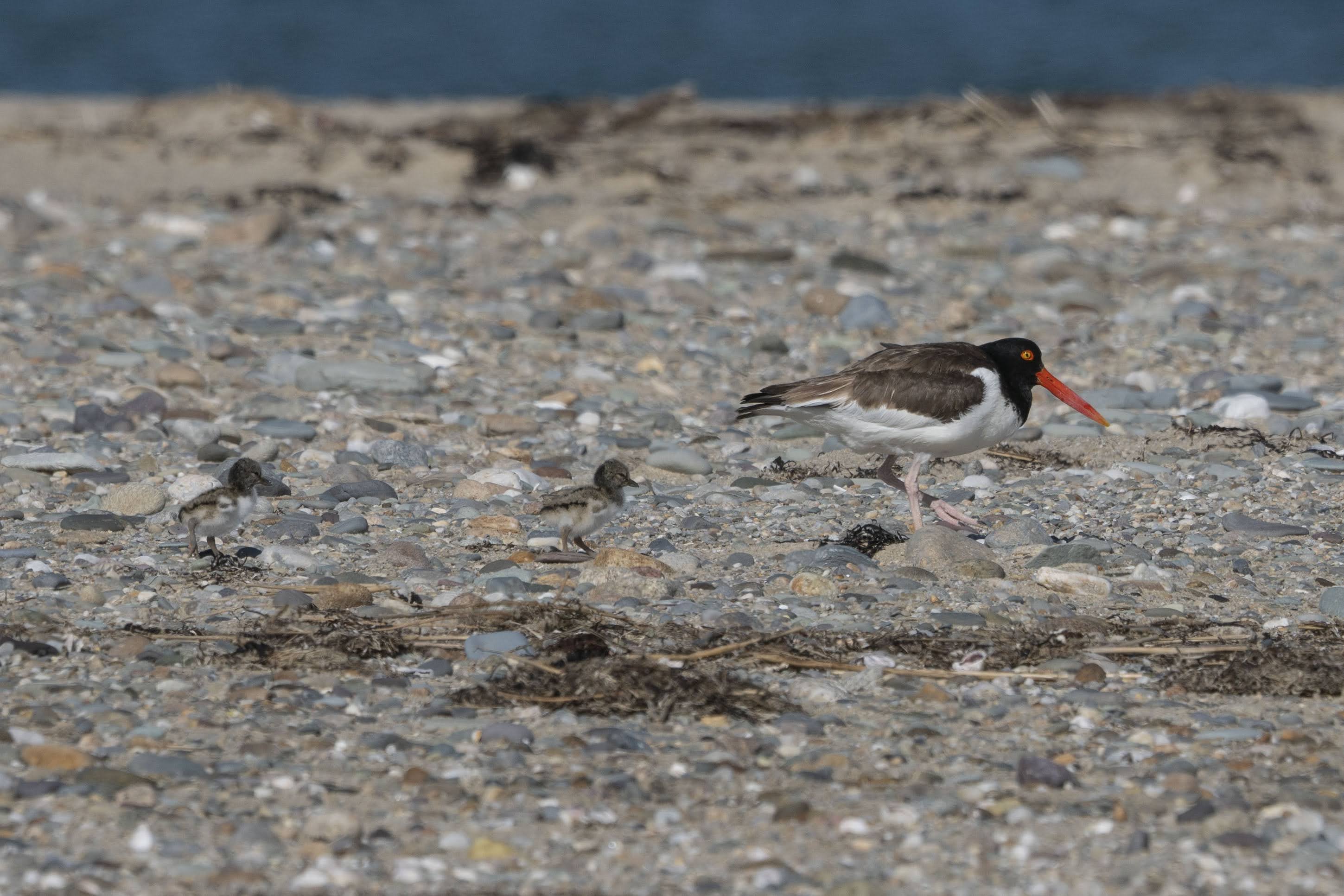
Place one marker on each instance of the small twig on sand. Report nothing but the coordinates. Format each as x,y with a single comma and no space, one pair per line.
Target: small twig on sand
1171,651
1047,109
534,664
1026,458
984,107
727,648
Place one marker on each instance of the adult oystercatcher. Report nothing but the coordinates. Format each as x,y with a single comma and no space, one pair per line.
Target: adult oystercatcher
936,400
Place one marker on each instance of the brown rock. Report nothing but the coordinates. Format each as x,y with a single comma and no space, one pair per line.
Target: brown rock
613,584
171,375
792,810
347,596
494,526
1180,782
405,554
475,491
828,303
509,425
129,648
252,230
811,585
564,397
630,560
586,299
933,692
56,758
416,777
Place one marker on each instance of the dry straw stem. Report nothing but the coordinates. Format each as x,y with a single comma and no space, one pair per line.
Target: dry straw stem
799,663
1134,649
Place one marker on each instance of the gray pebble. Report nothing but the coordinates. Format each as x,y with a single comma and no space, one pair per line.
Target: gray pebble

+++++

• _What the task requires_: Copy word for word the lines starting with the one that contains "Place one marker on each instance of the gray" and continuing through the last line of the items.

• _Expected answer_:
Place one marker on each instance of the gray pebble. Report nothing but the coordinates. Format each as x,y with a single comma and no space, one pair per line.
Target: gray pebble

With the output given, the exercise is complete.